What this task involves - Please arrange all of the material below as a numbered list, leaving out blank lines and the pictures.

Stored data entries:
· · ·

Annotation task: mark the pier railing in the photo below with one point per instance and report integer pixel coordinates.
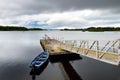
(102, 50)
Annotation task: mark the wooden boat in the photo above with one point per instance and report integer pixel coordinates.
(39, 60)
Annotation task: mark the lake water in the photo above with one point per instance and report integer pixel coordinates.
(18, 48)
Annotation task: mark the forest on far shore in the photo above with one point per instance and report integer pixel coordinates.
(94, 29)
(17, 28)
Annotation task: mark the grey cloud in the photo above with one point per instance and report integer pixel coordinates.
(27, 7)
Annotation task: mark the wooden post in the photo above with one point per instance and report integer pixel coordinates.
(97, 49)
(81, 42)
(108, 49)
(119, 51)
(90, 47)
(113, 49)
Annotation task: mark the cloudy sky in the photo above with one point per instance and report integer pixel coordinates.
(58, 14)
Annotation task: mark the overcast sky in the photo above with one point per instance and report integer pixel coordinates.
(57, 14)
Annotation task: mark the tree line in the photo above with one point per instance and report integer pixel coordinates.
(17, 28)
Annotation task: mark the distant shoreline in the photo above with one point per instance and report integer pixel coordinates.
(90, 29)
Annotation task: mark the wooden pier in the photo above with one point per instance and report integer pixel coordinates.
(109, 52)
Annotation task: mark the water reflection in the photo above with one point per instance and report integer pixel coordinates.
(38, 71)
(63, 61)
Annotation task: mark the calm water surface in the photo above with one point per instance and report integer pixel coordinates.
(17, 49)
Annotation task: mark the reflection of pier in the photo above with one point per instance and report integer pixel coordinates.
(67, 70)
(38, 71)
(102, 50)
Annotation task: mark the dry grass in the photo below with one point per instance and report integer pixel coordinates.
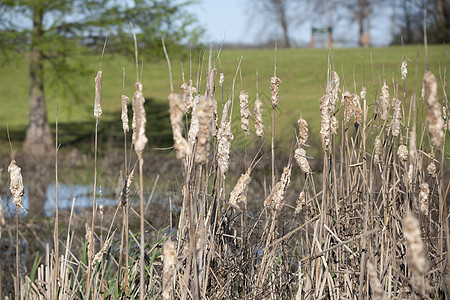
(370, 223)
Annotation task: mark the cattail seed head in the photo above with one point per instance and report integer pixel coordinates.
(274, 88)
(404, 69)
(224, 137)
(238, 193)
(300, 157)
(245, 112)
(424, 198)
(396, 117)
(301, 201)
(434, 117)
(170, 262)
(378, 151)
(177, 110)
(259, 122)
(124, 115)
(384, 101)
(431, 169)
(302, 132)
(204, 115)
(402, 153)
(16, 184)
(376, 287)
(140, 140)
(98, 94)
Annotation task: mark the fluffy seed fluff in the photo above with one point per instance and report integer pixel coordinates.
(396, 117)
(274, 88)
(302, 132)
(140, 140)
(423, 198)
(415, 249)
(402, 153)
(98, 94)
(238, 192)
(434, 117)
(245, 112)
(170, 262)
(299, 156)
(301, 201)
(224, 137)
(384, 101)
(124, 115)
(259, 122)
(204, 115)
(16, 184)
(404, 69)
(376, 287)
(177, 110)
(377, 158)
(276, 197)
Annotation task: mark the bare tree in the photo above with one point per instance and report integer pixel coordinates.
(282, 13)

· · ·

Completed exercise -
1. Annotation task: mark the pier railing in the photo below with one point per instance and report integer pixel coordinates.
2. (102, 50)
3. Annotation task: mark the wooden boat in the photo above with one point per instance and report integer pixel coordinates.
4. (39, 60)
5. Annotation task: mark the lake water in the photo above with one point per instance and report integer pixel coordinates.
6. (18, 48)
7. Annotation task: mark the forest on far shore in the photo above with one point per instance and report integer pixel coordinates.
8. (94, 29)
9. (17, 28)
10. Annotation task: mark the grey cloud in the photo above with one point per instance and report integer pixel coordinates.
11. (27, 7)
12. Annotation task: mark the wooden post in the photo above with one point per instance and report integer pixel coordinates.
13. (97, 49)
14. (81, 42)
15. (108, 49)
16. (119, 51)
17. (90, 47)
18. (113, 49)
19. Annotation task: mark the cloudy sky in the photo above with one point per instance and report integer pixel coordinates.
20. (58, 14)
21. Annotation task: mark the overcast sky in the photo above with one point per instance and report integer pixel coordinates.
22. (57, 14)
23. Annotation task: mark the tree line in the photo above with one point per instance and report integer pixel coordinates.
24. (17, 28)
25. Annotation task: mark the distant shoreline in the photo above with one point per instance and report integer pixel coordinates.
26. (90, 29)
27. Annotation task: mark the wooden pier in the photo above with one point per instance and report integer pixel coordinates.
28. (109, 52)
29. Annotation task: mark the water reflection in the photo above with one point per instance and report integer pixel coordinates.
30. (38, 71)
31. (63, 61)
32. Annotation task: mark the calm water surface in the photo above with one point per instance and report integer pixel coordinates.
33. (17, 49)
34. Annotation task: mark the reflection of pier in the photo above with one point per instance and report integer pixel coordinates.
35. (67, 70)
36. (38, 71)
37. (102, 50)
38. Annotation task: mark the dry grass in the photo below with one point per instance and report integer pixel coordinates.
39. (370, 223)
40. Annotation task: mark the cattail seed head in the photo above with one point per instance and report integer pixel coordinates.
41. (274, 88)
42. (404, 69)
43. (224, 137)
44. (238, 193)
45. (300, 157)
46. (245, 112)
47. (424, 198)
48. (396, 117)
49. (301, 201)
50. (434, 117)
51. (170, 262)
52. (378, 151)
53. (177, 110)
54. (259, 122)
55. (124, 115)
56. (384, 101)
57. (431, 169)
58. (302, 132)
59. (204, 115)
60. (402, 153)
61. (16, 184)
62. (376, 287)
63. (140, 140)
64. (98, 94)
65. Annotation task: mark the fluffy seed fluff in the photo above with one point per instance and report integer pixel coordinates.
66. (396, 117)
67. (274, 88)
68. (302, 132)
69. (140, 140)
70. (423, 198)
71. (415, 249)
72. (402, 153)
73. (98, 94)
74. (238, 192)
75. (434, 117)
76. (245, 112)
77. (170, 262)
78. (299, 156)
79. (301, 201)
80. (224, 137)
81. (384, 101)
82. (124, 115)
83. (259, 122)
84. (204, 115)
85. (16, 184)
86. (404, 69)
87. (376, 287)
88. (177, 110)
89. (377, 158)
90. (276, 197)
91. Annotation task: mark the bare tree in the photo above with one point per instance and report integer pixel coordinates.
92. (282, 13)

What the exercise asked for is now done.